* Challenge *
Count the lines of the material below that contain the word "jacket", matching case exactly, and give only that number.
--------------------------------------------------
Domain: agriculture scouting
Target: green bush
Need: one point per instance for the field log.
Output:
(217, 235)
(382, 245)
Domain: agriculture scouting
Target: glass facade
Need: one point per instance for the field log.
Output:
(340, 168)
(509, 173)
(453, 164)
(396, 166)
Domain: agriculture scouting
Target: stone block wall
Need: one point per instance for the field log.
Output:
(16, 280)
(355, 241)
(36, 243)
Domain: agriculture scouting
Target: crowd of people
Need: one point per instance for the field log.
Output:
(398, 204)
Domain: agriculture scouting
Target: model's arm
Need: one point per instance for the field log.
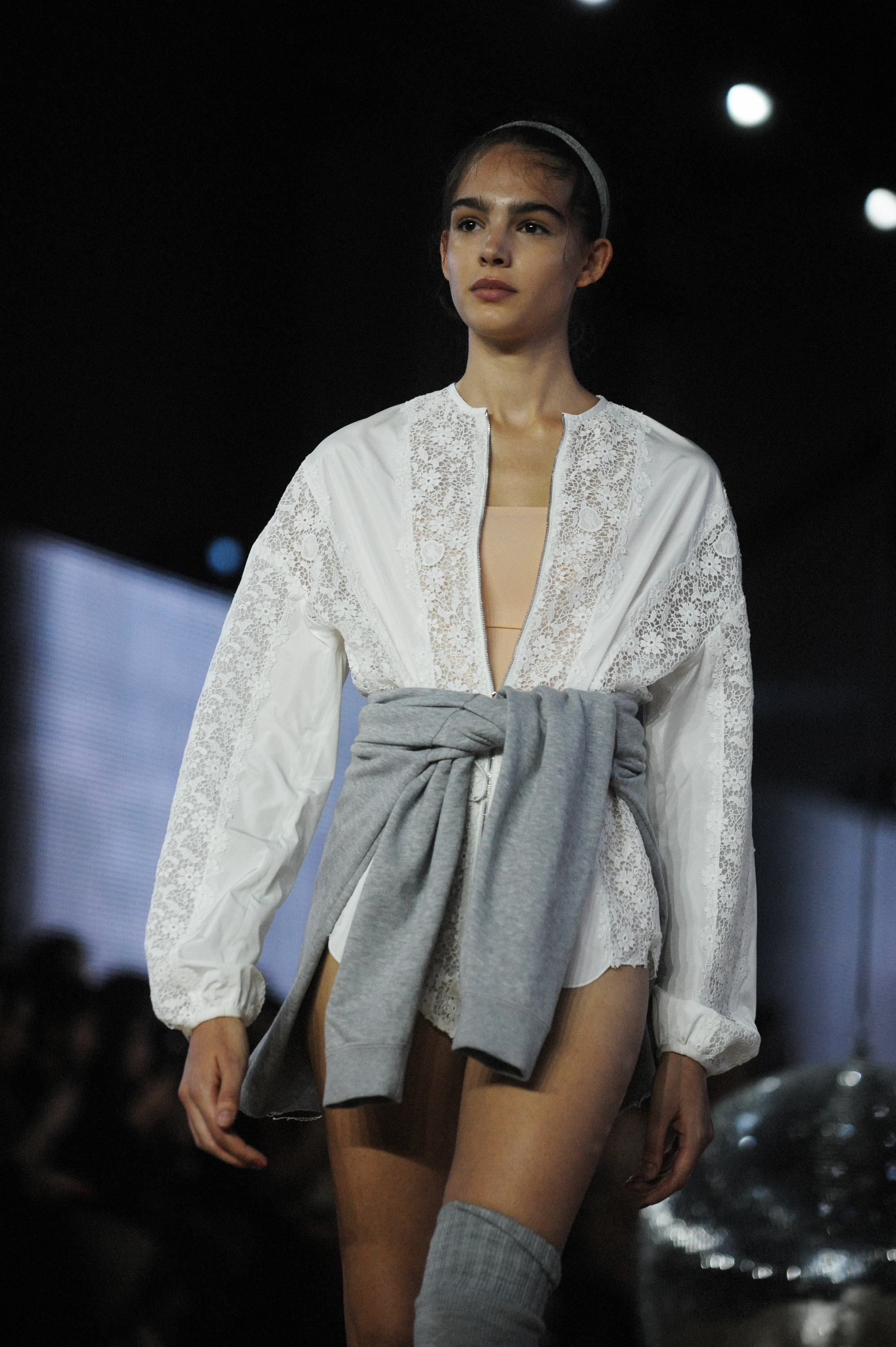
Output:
(698, 745)
(700, 751)
(256, 772)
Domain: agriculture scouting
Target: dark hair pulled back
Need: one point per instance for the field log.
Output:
(585, 205)
(554, 155)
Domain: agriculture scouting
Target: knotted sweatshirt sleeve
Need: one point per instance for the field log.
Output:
(256, 772)
(689, 647)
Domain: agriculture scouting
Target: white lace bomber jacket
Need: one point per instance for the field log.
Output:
(371, 563)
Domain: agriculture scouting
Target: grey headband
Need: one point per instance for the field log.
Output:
(600, 181)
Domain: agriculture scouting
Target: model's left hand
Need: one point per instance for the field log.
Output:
(680, 1129)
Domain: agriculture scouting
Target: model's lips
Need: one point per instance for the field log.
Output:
(490, 287)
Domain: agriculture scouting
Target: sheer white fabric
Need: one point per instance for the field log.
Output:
(371, 562)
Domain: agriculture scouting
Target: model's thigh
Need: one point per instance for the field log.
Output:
(390, 1164)
(530, 1151)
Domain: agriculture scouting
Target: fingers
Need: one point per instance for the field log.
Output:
(676, 1175)
(659, 1121)
(680, 1129)
(223, 1145)
(211, 1092)
(228, 1102)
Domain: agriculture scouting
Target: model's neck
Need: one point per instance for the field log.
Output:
(529, 384)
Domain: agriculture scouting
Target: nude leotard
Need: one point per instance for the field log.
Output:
(510, 557)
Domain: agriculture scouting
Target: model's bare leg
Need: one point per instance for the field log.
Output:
(530, 1151)
(390, 1164)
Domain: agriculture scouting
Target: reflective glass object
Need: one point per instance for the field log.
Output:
(786, 1233)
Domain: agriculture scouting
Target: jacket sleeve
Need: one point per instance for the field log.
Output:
(256, 772)
(698, 732)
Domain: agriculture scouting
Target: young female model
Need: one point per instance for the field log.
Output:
(515, 533)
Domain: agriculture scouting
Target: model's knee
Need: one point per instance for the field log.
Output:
(487, 1281)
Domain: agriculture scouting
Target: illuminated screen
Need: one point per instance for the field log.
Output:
(112, 658)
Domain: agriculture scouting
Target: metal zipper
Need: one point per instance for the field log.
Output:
(479, 558)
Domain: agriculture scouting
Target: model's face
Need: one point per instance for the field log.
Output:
(513, 256)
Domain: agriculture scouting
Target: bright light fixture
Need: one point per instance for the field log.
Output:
(880, 208)
(748, 106)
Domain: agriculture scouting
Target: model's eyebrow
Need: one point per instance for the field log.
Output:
(518, 208)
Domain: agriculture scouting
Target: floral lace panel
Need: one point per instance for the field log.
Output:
(446, 492)
(704, 603)
(441, 996)
(681, 613)
(293, 558)
(599, 489)
(630, 923)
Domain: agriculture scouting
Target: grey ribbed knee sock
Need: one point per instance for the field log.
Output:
(487, 1281)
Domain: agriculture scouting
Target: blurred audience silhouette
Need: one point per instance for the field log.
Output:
(116, 1229)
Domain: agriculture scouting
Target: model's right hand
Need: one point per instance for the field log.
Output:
(211, 1090)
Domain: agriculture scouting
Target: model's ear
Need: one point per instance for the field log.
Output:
(597, 259)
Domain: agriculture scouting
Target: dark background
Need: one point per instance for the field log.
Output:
(225, 250)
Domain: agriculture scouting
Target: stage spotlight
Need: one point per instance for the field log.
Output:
(880, 208)
(224, 555)
(748, 106)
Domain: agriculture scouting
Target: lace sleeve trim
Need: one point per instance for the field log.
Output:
(294, 561)
(599, 491)
(703, 604)
(445, 468)
(337, 599)
(678, 615)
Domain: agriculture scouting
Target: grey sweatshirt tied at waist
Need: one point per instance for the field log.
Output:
(402, 813)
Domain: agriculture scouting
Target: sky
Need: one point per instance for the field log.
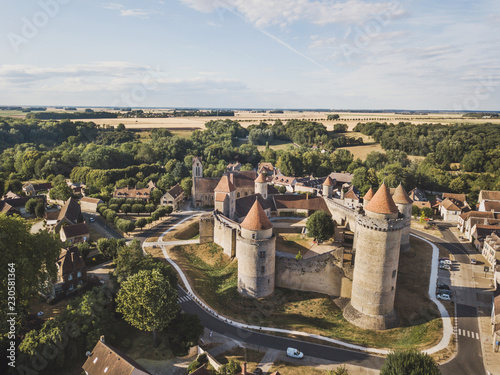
--------------------------------------------------
* Result *
2